**Instruction:**
Below is some material; transcribe all of it exactly.
** Begin **
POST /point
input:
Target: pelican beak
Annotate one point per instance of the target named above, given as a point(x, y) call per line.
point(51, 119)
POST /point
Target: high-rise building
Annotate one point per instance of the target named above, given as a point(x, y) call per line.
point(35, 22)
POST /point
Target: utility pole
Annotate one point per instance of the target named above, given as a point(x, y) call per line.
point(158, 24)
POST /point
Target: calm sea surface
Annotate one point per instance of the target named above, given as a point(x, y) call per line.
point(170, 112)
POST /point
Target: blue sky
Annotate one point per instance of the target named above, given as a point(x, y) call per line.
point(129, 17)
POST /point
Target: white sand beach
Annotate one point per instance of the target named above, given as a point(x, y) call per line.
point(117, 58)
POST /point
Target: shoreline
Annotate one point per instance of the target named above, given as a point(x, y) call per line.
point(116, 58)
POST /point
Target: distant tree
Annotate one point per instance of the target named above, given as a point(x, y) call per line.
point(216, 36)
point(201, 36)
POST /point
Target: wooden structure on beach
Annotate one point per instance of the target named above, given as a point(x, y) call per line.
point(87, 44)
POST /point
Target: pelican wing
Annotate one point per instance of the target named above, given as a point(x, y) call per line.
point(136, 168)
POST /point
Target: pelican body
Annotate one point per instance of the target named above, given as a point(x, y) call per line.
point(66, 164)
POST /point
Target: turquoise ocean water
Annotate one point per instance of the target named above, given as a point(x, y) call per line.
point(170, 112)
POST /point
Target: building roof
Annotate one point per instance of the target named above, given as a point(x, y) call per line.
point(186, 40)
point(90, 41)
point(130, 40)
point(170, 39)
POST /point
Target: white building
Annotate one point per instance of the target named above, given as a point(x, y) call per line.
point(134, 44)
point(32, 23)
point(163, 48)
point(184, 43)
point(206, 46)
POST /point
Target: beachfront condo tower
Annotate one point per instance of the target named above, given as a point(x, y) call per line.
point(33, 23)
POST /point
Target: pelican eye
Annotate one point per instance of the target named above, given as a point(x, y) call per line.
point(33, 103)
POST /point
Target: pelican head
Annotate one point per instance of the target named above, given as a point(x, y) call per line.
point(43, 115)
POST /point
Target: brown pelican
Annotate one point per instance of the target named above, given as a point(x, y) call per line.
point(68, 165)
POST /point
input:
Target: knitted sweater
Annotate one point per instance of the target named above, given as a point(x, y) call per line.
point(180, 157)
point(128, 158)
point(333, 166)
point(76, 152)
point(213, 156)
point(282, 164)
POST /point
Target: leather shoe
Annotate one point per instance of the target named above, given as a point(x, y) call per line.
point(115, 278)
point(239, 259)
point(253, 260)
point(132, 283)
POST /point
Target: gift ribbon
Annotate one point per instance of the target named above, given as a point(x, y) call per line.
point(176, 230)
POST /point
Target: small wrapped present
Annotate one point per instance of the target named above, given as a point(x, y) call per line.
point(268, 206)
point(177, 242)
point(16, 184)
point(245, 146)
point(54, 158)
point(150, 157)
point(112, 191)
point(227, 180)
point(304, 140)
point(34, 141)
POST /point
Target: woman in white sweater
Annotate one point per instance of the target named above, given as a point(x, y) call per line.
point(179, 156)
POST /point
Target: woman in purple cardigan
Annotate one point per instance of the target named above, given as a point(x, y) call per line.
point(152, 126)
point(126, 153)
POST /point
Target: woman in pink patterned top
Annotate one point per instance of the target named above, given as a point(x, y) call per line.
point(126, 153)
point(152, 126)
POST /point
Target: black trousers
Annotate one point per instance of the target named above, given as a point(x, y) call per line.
** End **
**Exercise solution:**
POST /point
input:
Target: pelican beak
Annotate one point per instance of the target named above, given as a point(x, y) call per line.
point(51, 119)
POST /point
Target: high-rise building
Annotate one point per instance of the target named above, given as a point(x, y) call per line.
point(35, 22)
POST /point
Target: utility pole
Annotate one point per instance of the target named above, given as a point(x, y) call per line.
point(158, 24)
POST /point
Target: calm sea surface
Annotate one point per instance of the target named above, given as a point(x, y) call per line.
point(170, 112)
POST /point
Target: blue sky
Annotate one point per instance of the target named above, given as a point(x, y) call per line.
point(129, 17)
POST /point
Target: white sand beach
Annotate one point per instance of the target named above, given as a point(x, y) call per line.
point(117, 58)
POST /point
Target: shoreline
Annotate one point per instance of the target named above, given as a point(x, y) call per line.
point(116, 58)
POST /point
Target: distant tree
Annotate one point per instance of the target named above, given as a point(x, y) call per line.
point(216, 36)
point(201, 36)
POST /point
Target: wooden structure on beach
Annotate one point per instance of the target named above, given as a point(x, y) call per line.
point(87, 44)
POST /point
Target: pelican wing
Annotate one point per instance of the target named above, given as a point(x, y) call per line.
point(136, 168)
POST /point
Target: pelican body
Annotate one point per instance of the target named above, given as a point(x, y) call per line.
point(66, 164)
POST /point
Target: turquoise ocean water
Annotate one point per instance of the target named above, given as a point(x, y) call per line.
point(170, 112)
POST /point
Target: building roof
Annotate one point per instance of the target named above, given as a point(x, y) call per line.
point(186, 40)
point(90, 41)
point(130, 40)
point(170, 39)
POST /point
Target: white building
Annotate one point per instance of the target named above, given as a point(x, y) call per line.
point(134, 44)
point(32, 23)
point(163, 48)
point(184, 43)
point(206, 46)
POST /point
Target: beachfront condo tower
Annotate one point per instance of the target named above, given as a point(x, y) call per line.
point(33, 23)
POST /point
Target: pelican eye
Annotate one point per instance of the target named above, given as a point(x, y) call per line.
point(33, 103)
POST /point
Target: pelican head
Annotate one point per instance of the target named above, given as a point(x, y) call per line.
point(43, 115)
POST /point
Target: brown pelican
Annotate one point per instance of the target named above, given as a point(x, y) call per line.
point(68, 165)
POST /point
input:
Target: knitted sweater
Annotate one point per instance of the target named above, given as a point(x, y) call per line.
point(180, 157)
point(128, 158)
point(333, 166)
point(76, 152)
point(213, 156)
point(282, 164)
POST /point
Target: leather shoe
Annotate one point per instance of the target named above, given as a point(x, y) call per line.
point(115, 278)
point(239, 259)
point(253, 260)
point(132, 283)
POST /point
Target: gift ribbon
Annotate one point per instance of the target named above, given as a point(x, y) call per line.
point(176, 230)
POST /point
Target: small wrapped present
Annotate one point per instance of the target named above, given as a point(x, y) call per line.
point(268, 206)
point(177, 242)
point(16, 184)
point(245, 146)
point(54, 158)
point(150, 157)
point(112, 191)
point(227, 180)
point(304, 140)
point(34, 141)
POST /point
Target: woman in white sweater
Annotate one point per instance of the target named above, given as a point(x, y) call per line.
point(179, 156)
POST /point
Target: woman in purple cardigan
Annotate one point per instance of the target named above, given as a point(x, y) call per line.
point(152, 126)
point(126, 153)
POST /point
Target: woman in pink patterned top
Annotate one point per instance of the target named above, given as a point(x, y) call per line.
point(126, 153)
point(152, 126)
POST /point
Target: black trousers
Annotate one point per instance of the target named above, given as a point(x, y) call per line.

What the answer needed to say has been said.